We didn't remove anything other than bookshelf, it was not a feature we developed nor intended thus we couldn't notify anyone of anything if we were not aware it existed since we didn't add it ourselves. There are hundreds of bookshelf plugins that cannot be used in the v4 since we opted to write our own ORM (it's not really an ORM but close enough in this respect).

The point of these RFCs is for those to make suggestions before a feature is built so that some agreement can be made as to how a feature should be built and function.

kevinvugts commented 7 months ago

Is this conversation still hot topic for v5 roadmap? @derrickmehaffy

I think having a perm delete in real world applications isn't an option anyway. And if it is, it's probably just for some really simple app/api. Most of the companies want (historical) data. So soft deletion of records would have my preference in the first place. Or at least some way of having a historical data layer so you won't lose any data unnecessary.

derrickmehaffy commented 7 months ago

Is this conversation still hot topic for v5 roadmap? @derrickmehaffy

I think having a perm delete in real world applications isn't an option anyway. And if it is, it's probably just for some really simple app/api. Most of the companies want (historical) data. So soft deletion of records would have my preference in the first place. Or at least some way of having a historical data layer so you won't lose any data unnecessary.

No probably not and I would also strongly disagree that hard delete use-cases are small.

In any case there is a community plugin for soft deletes: https://www.npmjs.com/package/strapi-plugin-soft-delete

kevinvugts commented 7 months ago

Is this conversation still hot topic for v5 roadmap? @derrickmehaffy I think having a perm delete in real world applications isn't an option anyway. And if it is, it's probably just for some really simple app/api. Most of the companies want (historical) data. So soft deletion of records would have my preference in the first place. Or at least some way of having a historical data layer so you won't lose any data unnecessary.

■ RECORD SET ■
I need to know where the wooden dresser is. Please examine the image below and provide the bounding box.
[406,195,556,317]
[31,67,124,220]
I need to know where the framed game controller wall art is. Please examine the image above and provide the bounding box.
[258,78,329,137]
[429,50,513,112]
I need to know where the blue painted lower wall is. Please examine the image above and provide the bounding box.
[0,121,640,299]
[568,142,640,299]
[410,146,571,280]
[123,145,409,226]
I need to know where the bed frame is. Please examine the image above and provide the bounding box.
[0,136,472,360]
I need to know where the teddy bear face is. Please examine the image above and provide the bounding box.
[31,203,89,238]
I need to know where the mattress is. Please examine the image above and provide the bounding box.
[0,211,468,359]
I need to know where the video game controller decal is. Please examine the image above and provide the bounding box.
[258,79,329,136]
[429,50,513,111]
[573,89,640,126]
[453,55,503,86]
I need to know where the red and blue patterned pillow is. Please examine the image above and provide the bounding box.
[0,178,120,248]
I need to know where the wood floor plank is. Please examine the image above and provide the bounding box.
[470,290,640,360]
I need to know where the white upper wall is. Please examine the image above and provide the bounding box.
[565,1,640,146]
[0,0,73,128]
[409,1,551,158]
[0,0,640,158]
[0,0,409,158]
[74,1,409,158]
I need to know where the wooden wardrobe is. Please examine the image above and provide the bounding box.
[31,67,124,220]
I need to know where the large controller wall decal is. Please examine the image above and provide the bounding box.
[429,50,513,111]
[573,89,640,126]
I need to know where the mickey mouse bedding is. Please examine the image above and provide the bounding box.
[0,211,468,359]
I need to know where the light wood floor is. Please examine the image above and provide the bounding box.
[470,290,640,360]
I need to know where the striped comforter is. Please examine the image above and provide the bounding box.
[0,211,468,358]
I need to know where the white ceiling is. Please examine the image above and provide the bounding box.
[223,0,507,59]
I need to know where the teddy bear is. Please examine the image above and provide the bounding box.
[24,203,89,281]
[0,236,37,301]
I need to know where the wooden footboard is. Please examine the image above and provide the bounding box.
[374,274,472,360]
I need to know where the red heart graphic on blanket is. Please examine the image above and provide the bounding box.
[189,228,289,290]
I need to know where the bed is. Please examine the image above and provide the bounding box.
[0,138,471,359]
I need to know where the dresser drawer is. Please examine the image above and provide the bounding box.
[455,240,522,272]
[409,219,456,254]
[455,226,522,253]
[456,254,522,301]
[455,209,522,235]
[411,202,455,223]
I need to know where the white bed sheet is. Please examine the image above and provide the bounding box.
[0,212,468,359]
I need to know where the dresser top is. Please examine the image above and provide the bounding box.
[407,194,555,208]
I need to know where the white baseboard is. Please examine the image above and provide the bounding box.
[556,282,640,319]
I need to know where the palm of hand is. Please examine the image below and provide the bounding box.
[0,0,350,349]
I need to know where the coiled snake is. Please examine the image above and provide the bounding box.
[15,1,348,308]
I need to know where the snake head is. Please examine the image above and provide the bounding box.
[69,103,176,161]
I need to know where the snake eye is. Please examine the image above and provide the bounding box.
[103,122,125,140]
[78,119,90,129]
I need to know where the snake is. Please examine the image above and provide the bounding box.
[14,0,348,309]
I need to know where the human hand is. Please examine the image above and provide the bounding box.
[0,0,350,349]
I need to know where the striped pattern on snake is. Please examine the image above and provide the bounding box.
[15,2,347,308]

■ GIVEN INSTRUCTION ■
Reproduce the forum thread on soft deletes word for word, from "The point of" up to and including "built and function.".

■ WORKED ANSWER ■
The point of these RFCs is for those to make suggestions before a feature is built so that some agreement can be made as to how a feature should be built and function.